▶ DIRECTIONS
Copy out each line exactly as it appears.

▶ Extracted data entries
= = = =

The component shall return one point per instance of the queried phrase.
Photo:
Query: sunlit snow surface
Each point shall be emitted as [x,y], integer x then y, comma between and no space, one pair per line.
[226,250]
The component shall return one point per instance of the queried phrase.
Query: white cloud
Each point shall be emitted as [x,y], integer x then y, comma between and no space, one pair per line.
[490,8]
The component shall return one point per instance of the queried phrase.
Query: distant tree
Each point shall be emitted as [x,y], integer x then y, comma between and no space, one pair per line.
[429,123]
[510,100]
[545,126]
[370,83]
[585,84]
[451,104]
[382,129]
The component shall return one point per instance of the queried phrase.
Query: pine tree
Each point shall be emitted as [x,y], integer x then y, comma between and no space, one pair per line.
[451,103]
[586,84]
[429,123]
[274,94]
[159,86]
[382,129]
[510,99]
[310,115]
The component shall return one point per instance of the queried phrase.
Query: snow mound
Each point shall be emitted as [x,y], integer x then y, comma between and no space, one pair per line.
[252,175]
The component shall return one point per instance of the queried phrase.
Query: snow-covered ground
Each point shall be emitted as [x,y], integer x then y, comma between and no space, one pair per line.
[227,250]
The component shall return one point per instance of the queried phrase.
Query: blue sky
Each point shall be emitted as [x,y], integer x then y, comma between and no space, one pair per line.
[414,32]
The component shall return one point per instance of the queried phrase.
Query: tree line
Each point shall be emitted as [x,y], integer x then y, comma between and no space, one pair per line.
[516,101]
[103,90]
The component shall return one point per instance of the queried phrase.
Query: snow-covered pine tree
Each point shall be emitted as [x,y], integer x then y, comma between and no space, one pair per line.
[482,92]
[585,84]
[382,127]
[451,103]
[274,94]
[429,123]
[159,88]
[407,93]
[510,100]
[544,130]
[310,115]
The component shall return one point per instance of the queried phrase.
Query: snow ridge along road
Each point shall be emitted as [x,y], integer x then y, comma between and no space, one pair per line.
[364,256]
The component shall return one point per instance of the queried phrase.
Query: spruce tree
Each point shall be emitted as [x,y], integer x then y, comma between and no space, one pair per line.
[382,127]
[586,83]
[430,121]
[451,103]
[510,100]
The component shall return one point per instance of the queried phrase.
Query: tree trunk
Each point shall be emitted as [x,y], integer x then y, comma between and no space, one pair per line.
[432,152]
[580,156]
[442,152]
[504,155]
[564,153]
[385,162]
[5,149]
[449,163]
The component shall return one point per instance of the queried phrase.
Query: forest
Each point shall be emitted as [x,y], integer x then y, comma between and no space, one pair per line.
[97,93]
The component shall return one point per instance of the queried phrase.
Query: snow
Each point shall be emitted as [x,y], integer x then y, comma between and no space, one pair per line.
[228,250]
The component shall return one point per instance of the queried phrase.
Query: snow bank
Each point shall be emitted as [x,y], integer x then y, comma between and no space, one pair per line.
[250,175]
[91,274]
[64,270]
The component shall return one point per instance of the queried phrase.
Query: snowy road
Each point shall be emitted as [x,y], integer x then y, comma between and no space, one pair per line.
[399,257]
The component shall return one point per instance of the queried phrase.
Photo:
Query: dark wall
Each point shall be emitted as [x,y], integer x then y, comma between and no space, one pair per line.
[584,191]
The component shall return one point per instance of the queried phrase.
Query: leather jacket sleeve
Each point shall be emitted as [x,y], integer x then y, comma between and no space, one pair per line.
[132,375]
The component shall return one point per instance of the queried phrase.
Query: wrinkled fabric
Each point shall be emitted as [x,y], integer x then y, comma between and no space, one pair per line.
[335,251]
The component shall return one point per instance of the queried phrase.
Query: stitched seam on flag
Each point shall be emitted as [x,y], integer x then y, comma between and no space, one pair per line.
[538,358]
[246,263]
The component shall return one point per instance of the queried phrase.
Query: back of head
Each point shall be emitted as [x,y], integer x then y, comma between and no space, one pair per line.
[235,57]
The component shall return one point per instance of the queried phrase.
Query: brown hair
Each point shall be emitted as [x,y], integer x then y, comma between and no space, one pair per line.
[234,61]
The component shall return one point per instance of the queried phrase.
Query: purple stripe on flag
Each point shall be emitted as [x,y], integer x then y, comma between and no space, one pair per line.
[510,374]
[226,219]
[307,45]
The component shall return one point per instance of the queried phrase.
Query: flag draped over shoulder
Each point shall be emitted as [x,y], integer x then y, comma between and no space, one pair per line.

= = = =

▶ RIGHT ANSWER
The component shall return one point per instance of the queried phrase.
Photo:
Query: sunlit snow surface
Each point shall be emitted as [x,y], integer x then y, comma between and no space, one pair per line.
[226,250]
The component shall return one point per instance of the queried phrase.
Query: white cloud
Each point shall be emitted as [x,y], integer x then y, comma between and no space, one pair per line.
[490,8]
The component shall return one point per instance of the queried phrase.
Query: distant tree
Each point shall be emitted as [x,y], integer x then y, comma between and no space, one pair per line.
[429,123]
[510,100]
[545,126]
[370,83]
[585,84]
[451,104]
[382,129]
The component shall return one point per instance of the queried phrase.
Query: pine tree
Each point shall be emitted as [x,y], integer x then y, comma between and no space, one pair per line.
[451,103]
[586,84]
[429,123]
[274,94]
[159,86]
[382,129]
[510,99]
[310,115]
The component shall return one point per instance of the queried phrase.
Query: snow mound
Each point shall be emitted as [x,y], integer x then y, comma between and no space, one pair per line.
[252,175]
The component shall return one point per instance of the queried phrase.
Query: snow-covered ground
Each point shall be emitted as [x,y], integer x then y, comma between and no space, one pair per line.
[227,250]
The component shall return one point per instance of the queried phrase.
Query: blue sky
Each point shall be emitted as [x,y], integer x then y, comma between and no space, one pair per line.
[414,32]
The component shall return one point per instance of the queried phrase.
Query: tree line
Each point shall be emitted as [x,y], integer x then y, comma between and no space, one pair per line.
[516,101]
[103,90]
The component shall return one point per instance of the queried phrase.
Query: snow-covered pine tree
Each point shall be emitted as [x,y], integer x then y, comma between and no space, one pair per line.
[482,92]
[585,84]
[382,127]
[451,103]
[274,94]
[429,123]
[159,88]
[407,93]
[510,100]
[544,130]
[310,115]
The component shall return one point per instance of the queried phrase.
Query: snow ridge along road
Each point shall be emitted as [x,y], integer x then y, comma between and no space, one pair per line.
[364,256]
The component shall return one point per instance of the queried phrase.
Query: spruce tree
Each point shall be emitted as [x,y], integer x then y, comma between and no space, one pair per line.
[382,127]
[586,83]
[430,121]
[451,103]
[510,100]
The component shall return one point per instance of the queried phrase.
Query: tree trunk
Each point shall be emitted as [x,y], integer x then y, comma between and no space, one pair per line.
[432,152]
[580,156]
[442,152]
[504,155]
[564,153]
[385,162]
[5,149]
[449,163]
The component shall return one point per instance of the queried phrase.
Query: forest
Each point shall be emitted as [x,y], integer x then y, comma between and no space, one pair per line.
[97,93]
The component shall return one point per instance of the queried phrase.
Query: snow
Each point shall be emitted as [x,y], integer x then y, comma between and no space, one pair per line.
[228,250]
The component shall return one point per instance of the queried phrase.
Query: snow bank
Each point shall be emitted as [x,y], integer x then y, comma between and no space, one pair per line.
[250,175]
[91,274]
[64,270]
The component shall return one point per instance of the queried phrase.
Query: snowy road
Each point shall be emitted as [x,y], integer x then y, comma between and no space, one pair per line.
[399,257]
The component shall return one point per instance of the queried phrase.
Photo:
Query: dark wall
Each point shall be emitted as [x,y], integer x then y, comma between and no space, one pair per line.
[584,191]
The component shall return one point per instance of the queried phrase.
Query: leather jacket sleeve
Each point shall be emitted as [x,y], integer x then y, comma between and no space, one pair per line.
[132,375]
The component shall return one point per instance of the queried phrase.
Query: wrinkled fabric
Each point shall be emitted as [x,y], integer x then y, comma between and no space, one pair per line.
[335,251]
The component shall return one point per instance of the queried phrase.
Query: stitched seam on flag
Each point shall be emitted as [x,y], integer x then y, comma between and no space, one pair per line.
[538,358]
[246,263]
The component shall return one point per instance of the queried phrase.
Query: back of head
Each point shall be emitted as [x,y], integer x then y, comma between and no space, one pair per line.
[235,57]
The component shall return one point per instance of the queried phrase.
Query: brown hair
Each point shall be emitted as [x,y], integer x then y, comma between and no space, one pair per line.
[234,61]
The component shall return one point per instance of the queried phrase.
Query: purple stripe on flag
Each point shall be emitted as [x,y], integer x then y, comma between and no space, one pair per line.
[510,374]
[226,219]
[307,45]
The component shall return one point per instance of the queried phrase.
Query: flag draped over shoulder
Each point shall be emitted as [x,y], integer x then y, comma between and no space, one pair per line.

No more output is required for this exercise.